**EXERCISE INSTRUCTIONS**
Identify every line in the items below that contains the string "baseboard", and copy each such line. Case counts.

:: RAW RECORDS ::

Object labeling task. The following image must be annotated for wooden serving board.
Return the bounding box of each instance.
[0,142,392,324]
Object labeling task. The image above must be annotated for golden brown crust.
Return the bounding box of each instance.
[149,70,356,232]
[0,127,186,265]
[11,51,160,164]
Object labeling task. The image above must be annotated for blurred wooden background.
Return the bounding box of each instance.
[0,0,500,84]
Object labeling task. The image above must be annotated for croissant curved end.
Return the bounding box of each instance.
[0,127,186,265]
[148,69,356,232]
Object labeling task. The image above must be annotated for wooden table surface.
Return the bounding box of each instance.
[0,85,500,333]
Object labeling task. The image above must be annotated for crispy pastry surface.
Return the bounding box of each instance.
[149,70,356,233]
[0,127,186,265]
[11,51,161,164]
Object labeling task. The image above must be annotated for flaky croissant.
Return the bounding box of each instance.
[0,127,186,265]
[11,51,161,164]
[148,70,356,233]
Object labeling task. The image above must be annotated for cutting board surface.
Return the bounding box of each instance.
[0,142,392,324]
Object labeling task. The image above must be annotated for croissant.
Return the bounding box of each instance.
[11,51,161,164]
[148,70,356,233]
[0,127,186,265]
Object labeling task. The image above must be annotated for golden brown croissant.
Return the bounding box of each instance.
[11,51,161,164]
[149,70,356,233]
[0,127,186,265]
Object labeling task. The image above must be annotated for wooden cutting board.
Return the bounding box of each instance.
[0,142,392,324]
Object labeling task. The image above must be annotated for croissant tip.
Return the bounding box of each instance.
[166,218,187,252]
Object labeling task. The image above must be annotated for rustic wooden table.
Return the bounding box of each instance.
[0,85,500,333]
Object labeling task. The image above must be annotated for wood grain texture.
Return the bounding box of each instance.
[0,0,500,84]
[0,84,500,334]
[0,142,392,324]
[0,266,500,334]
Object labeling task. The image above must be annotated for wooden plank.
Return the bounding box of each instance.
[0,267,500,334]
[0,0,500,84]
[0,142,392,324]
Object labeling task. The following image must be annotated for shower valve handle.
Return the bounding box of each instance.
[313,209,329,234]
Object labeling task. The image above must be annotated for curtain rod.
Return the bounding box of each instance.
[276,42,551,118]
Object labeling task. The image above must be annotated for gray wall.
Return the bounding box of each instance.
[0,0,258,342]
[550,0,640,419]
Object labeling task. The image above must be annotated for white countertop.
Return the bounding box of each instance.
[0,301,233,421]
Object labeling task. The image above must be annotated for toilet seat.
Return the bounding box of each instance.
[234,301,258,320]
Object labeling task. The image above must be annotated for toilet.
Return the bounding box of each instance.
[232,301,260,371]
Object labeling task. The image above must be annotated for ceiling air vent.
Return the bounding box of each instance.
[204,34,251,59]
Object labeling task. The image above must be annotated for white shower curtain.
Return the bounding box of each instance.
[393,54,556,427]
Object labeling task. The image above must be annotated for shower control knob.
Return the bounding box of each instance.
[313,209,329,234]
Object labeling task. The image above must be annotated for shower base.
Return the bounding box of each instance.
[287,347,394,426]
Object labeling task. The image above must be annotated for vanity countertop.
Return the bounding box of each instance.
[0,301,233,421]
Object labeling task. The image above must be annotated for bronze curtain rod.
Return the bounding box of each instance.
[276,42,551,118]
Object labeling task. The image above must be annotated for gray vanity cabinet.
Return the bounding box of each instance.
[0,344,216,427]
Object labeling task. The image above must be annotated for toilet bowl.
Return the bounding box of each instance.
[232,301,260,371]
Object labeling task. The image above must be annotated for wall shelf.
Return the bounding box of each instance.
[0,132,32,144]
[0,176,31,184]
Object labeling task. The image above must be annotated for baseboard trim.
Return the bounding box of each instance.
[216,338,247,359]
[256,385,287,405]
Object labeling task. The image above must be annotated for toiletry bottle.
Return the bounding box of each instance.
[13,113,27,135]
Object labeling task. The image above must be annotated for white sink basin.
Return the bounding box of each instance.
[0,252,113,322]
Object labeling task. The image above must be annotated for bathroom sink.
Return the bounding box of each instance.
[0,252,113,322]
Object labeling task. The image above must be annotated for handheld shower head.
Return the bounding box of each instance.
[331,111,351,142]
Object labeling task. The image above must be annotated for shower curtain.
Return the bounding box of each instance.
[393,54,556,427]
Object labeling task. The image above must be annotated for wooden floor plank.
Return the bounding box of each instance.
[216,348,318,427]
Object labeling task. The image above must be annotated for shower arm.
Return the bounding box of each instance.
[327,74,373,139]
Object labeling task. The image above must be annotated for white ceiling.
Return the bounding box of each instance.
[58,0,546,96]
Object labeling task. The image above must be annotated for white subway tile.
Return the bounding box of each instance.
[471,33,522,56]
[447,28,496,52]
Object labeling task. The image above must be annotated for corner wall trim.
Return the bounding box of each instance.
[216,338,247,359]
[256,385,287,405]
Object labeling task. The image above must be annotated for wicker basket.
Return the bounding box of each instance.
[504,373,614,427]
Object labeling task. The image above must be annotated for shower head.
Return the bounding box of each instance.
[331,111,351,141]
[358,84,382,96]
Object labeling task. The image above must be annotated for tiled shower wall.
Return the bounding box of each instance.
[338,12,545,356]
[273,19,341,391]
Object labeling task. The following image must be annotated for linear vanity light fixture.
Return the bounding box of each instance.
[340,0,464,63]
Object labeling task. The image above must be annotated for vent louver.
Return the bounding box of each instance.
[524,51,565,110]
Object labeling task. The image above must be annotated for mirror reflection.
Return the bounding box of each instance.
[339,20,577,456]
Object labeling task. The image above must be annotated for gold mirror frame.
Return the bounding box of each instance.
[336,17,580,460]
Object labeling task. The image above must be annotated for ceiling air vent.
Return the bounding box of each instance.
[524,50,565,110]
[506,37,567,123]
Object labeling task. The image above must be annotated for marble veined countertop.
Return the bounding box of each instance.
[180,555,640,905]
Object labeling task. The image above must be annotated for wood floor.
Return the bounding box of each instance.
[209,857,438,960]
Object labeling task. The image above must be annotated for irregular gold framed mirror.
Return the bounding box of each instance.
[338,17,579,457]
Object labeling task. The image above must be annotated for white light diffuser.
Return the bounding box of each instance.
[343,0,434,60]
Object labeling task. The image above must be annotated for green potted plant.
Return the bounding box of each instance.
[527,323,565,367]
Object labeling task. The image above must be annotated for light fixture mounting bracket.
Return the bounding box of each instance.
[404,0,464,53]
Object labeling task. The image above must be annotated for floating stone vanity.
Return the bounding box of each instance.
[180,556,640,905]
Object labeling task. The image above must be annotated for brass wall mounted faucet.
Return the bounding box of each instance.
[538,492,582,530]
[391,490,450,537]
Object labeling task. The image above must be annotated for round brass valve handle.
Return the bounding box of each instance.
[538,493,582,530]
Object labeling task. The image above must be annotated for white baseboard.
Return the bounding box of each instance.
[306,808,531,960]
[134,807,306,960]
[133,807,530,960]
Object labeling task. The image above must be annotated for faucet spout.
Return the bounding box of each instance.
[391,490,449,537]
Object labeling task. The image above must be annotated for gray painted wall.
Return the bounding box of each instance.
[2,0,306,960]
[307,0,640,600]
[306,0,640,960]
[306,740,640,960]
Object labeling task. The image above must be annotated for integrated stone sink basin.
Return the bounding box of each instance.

:::

**RESULT**
Object labeling task. The image above must be annotated for baseboard trim.
Object labeling task. The image above must be annotated for white baseboard.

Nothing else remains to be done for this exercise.